• **The input**:

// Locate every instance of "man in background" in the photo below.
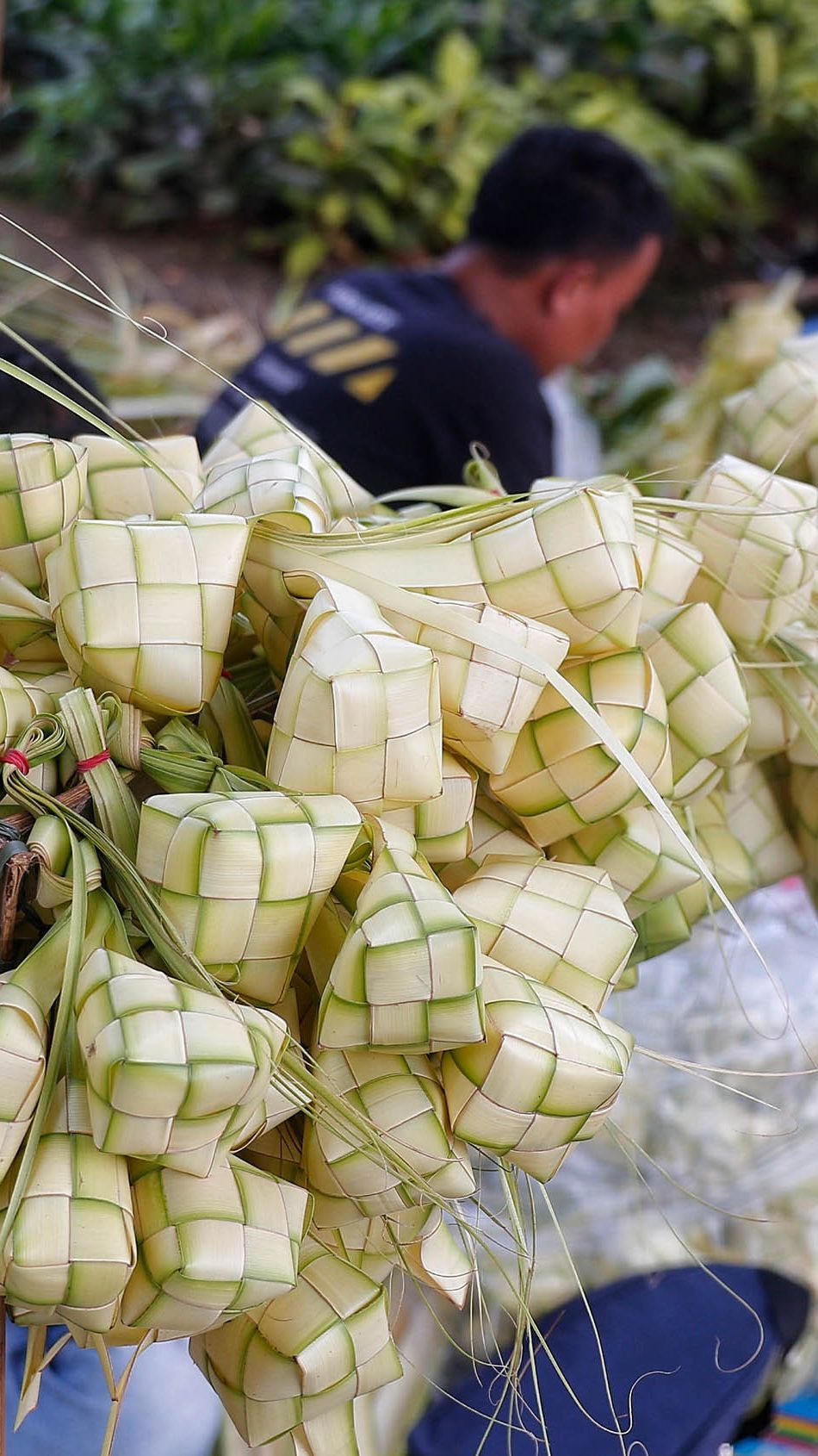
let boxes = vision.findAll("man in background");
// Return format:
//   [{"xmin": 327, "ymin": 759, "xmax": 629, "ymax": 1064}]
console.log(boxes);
[{"xmin": 196, "ymin": 127, "xmax": 670, "ymax": 495}]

• **Written instruction**:
Please write out the listing above again in full, requests included, multiplying each bounding-box coordinate in the answers by 1.95 and rounding to whole numbers, with halves rounded up. Leave the pictures out of your reply.

• **Solution to the problem**:
// Locate every instance of "man in background" in the photo below.
let boxes = vision.findAll("man in background");
// Return format:
//   [{"xmin": 327, "ymin": 759, "xmax": 629, "ymax": 1064}]
console.log(boxes);
[{"xmin": 382, "ymin": 248, "xmax": 1307, "ymax": 965}]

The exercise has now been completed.